**Bacaan**

•••••

Wisata Karang Numpang Dirusak Tambang, Warga dan Aktivis Lingkungan Angkat Suara

Wisata Karang Numpang Dirusak Tambang, Warga dan Aktivis Lingkungan Angkat Suara

JAKARTA – Wisata Karang Numpang di Desa Cikujang, Kecamatan Gunungguruh, Kabupaten Sukabumi, kini tak lagi indah. View yang sering digunakan camping ini rusak oleh aktivitas tambang batu kars yang dilakukan oleh PT Mineral Bumi Harmoni (MBH). Sebagaimana dilansir dari Radar Jabar Tidak tinggal diam, pecinta alam, khususnya penggemar camping dan warga sekitar, kompak melakukan protes tehadap aktivitas perusahaan yang merusak keindahan perbukitan Karang Numpang ini.

Tempat ini sebelumnya dikenal dengan pemandangan alamnya yang indah, serta udaranya yang sejuk, kini tidak lagi dapat digunakan untuk aktivitas camping, setelah PT. MBH mulai melakukan eksplorasi dan penambangan.

Salah seorang warga setempat, Atuy (29) warga Kampung Legoknyenang, RT 47/RW 22, Desa Cikujang, Kecamatan Gunungguruh kepada Radar Sukabumi mengatakan, bahwa Karang Numpang telah menjadi salah satu ikon wisata lokal bagi masyarakat sekitar.

“Dulu banyak yang datang ke sini untuk menikmati alam, camping, dan berkumpul dengan keluarga. Sekarang semua berubah setelah tambang ini beroperasi,” kata Atuy kepada Radar Sukabumi pada Rabu (29/01).

Selain kehilangan ruang untuk berwisata, warga juga khawatir terhadap dampak lingkungan dari aktivitas tambang, seperti risiko kerusakan ekosistem, polusi, dan berkurangnya cadangan air di sekitar lokasi tambang. Terlebih, lokasi tambang tersebut berada di atas pemukiman warga Kampung Legok Nyenang.

Pecinta alam pun mengungkapkan kekecewaannya terhadap perubahan tersebut, mengingat lokasi Karang Numpang dianggap sebagai salah satu tempat yang mendukung kesadaran lingkungan dan keindahan alam Sukabumi.

“Informasi tentang Karang Numpang ini kabar buruk bagi yang suka camping. Saat ini akses ke puncak sudah tidak bisa ditempuh karena jalurnya digunakan untuk tambang. Saya pribadi, sebagai penikmat puncak bukit Karang Numpang, sangat menyayangkan hal ini,” ujarnya.

•••••

**Data Masukan**
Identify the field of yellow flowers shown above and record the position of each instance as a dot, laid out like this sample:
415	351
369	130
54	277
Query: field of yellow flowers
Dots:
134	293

•••••

**Soal Latihan 1**
Menurut bacaan tentang Karang Numpang, mengapa puncak bukit itu kini tidak bisa lagi dicapai? Jawab dalam satu sampai tiga kalimat.
**Soal Latihan 2**
Tulis ulang semua baris data dengan mengganti "yellow flowers" menjadi "white flowers". Bagian lain tidak boleh berubah.

**Hasil Latihan 1**
Akses ke puncak Karang Numpang sudah tidak bisa ditempuh karena jalurnya kini digunakan untuk tambang.

**Hasil Latihan 2**
Identify the field of white flowers shown above and record the position of each instance as a dot, laid out like this sample:
415	351
369	130
54	277
Query: field of white flowers
Dots:
134	293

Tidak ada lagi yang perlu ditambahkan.